WORK ITEM: Transcribe each entry in full, and leave the images out.

Referring expression pointing data:
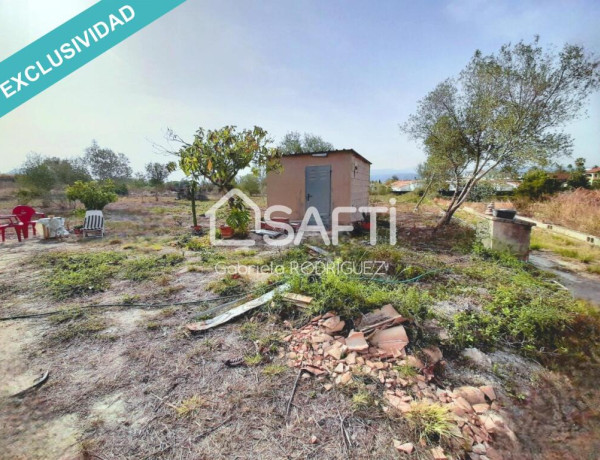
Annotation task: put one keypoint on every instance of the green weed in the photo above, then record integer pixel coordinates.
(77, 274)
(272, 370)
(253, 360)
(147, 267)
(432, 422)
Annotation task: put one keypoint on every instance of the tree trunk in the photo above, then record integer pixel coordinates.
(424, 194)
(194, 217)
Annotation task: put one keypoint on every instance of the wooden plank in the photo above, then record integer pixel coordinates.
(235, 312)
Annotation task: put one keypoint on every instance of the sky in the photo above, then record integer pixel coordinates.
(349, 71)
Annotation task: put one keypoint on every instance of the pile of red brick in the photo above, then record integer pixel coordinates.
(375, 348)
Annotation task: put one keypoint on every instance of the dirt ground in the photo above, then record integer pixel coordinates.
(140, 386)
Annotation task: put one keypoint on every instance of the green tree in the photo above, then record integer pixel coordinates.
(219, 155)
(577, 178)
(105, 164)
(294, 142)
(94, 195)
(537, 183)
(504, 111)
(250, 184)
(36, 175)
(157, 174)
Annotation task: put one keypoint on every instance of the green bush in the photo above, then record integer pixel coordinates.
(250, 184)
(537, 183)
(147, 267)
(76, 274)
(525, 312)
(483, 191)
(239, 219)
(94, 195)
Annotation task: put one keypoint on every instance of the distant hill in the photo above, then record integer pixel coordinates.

SOLUTION TO THE EXERCISE:
Annotation task: put one keypoint on every instance of the green weed in the photo above, then record integer pixel coordinates.
(77, 274)
(272, 370)
(253, 360)
(147, 267)
(432, 422)
Annotation task: put one keypoint on every instance of the tree trunk in the photo above, then record integer pixel coordinates.
(424, 194)
(194, 217)
Annotation task: put one keypoint on every instance of the wooden plank in the photo above, then record integer pixel coordinates.
(235, 312)
Annotation task: put one keypoint on every instance of the sky in the photo above, then record integer pixel coordinates.
(349, 71)
Annotation task: put one keypoint on every instance of the pile of red brick in the photo above, then record integer pixel coordinates.
(375, 348)
Annotation task: put one keypoint on every instance of the dirt ground in the photo above, then record integer pixel coordinates.
(140, 386)
Annotation task: put one keypoint on every instance of the green tree in the photo above, then record integer pixel coordinates.
(219, 155)
(577, 178)
(105, 164)
(294, 142)
(94, 195)
(537, 183)
(504, 111)
(250, 184)
(36, 175)
(157, 174)
Annotation task: put one keypoint on every instance of the green bush in the photo above, then record integer pixel coordinates.
(250, 184)
(537, 183)
(147, 267)
(76, 274)
(525, 312)
(483, 191)
(239, 219)
(94, 195)
Annotation task: put one keypoint on every instance of the distant hill in the photo above, then record integer pixel coordinates.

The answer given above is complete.